ВАША ЗАДАЧА: Переведите на английский язык предложение из приведенного ниже отрывка о последствиях Реформации: «Все бо́льшую популярность стали приобретать представления об общественном договоре, т.е. о том, что власть проистекает не только сверху, но и снизу».

ОТРЫВОК ДЛЯ ЧТЕНИЯ:
════════════════════

И вот в условиях реформации оказалось, что, с одной стороны, могут существовать разные Церкви, имеющие разное представление о том, кто является легитимным правителем, а с другой – наряду с духовным сословием по-настоящему влиятельным стало бюргерство, сыгравшее большую роль в возникновении протестантизма. Божественная легитимация не исчезла, конечно, но должна была в известной степени «потесниться», предоставляя место легитимации народной. Все бо́льшую популярность стали приобретать представления об общественном договоре, т.е. о том, что власть проистекает не только сверху, но и снизу. Если в конкретном случае одно не противоречило другому, формировалось стабильное правление. Если же одни политические силы опирались на Церковь с божественным правом, а другие делали упор на общественный договор, возникали условия для гражданской войны. Скажем, гугенотские теоретики во Франции полагали, что народ стоит над королем, что он могущественнее монарха, что между правителем и представителями народа необходимо заключать договор, в соответствии с которым король должен защищать права общества, давшего согласие на его правление[621].
Третий итог реформации – это формирование образца для унификации людей. Как ни парадоксально, в той Европе, где многие интеллектуалы обращали теперь внимание на разнообразие идей, власти стремились к всеобъемлющему контролю. Максималистский вариант реформации повлиял не столько на жизнь современников, сколько на будущие преобразования европейского общества, осуществлявшиеся как в протестантской, так и в католической, а позднее даже в атеистической среде. Конечно, было бы сильным преувеличением считать, будто Кальвин в Женеве сумел сформировать эффективную теократию[622], однако он заложил основы системы, при которой народ избирает духовную власть – проповедников, богословов-учителей, старейшин, дьяконов. Эти духовные лидеры обретают легитимность благодаря народу, но фактически от него обособляются. Подобное положение позволяет им во многих важных вопросах воздействовать на власть светскую и контролировать нравы общества. В итоге у обывателя резко сужается личное пространство. Ему могут не позволить самому принимать даже элементарные житейские решения: ходить ли в церковь, читать ли Библию и другие книги, играть ли в азартные игры, посещать ли театры, балы, кабаки и бордели, выражаться ли тем или иным образом, отправлять ли своих детей в школу, которая имеет соответствующую идейную направленность. Правильное поведение в этой системе жестко предписывается, неправильное – запрещается. Того, кто не соблюдает общие правила, сначала увещевают, а затем (при необходимости) наказывают: в лучшем случае изгоняют из общины, в худшем – подвергают серьезным репрессиям[623].

════════════════════

БЛОК ДАННЫХ:
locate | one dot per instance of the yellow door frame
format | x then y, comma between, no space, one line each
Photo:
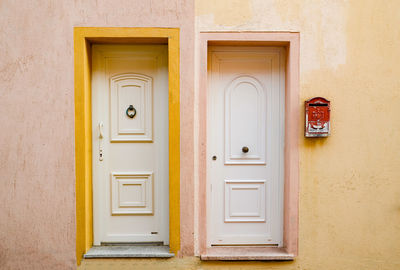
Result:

════════════════════

РЕШЕНИЕ ЗАДАЧИ: Ideas about a social contract, that is, the notion that power flows not only from above but also from below, became increasingly popular.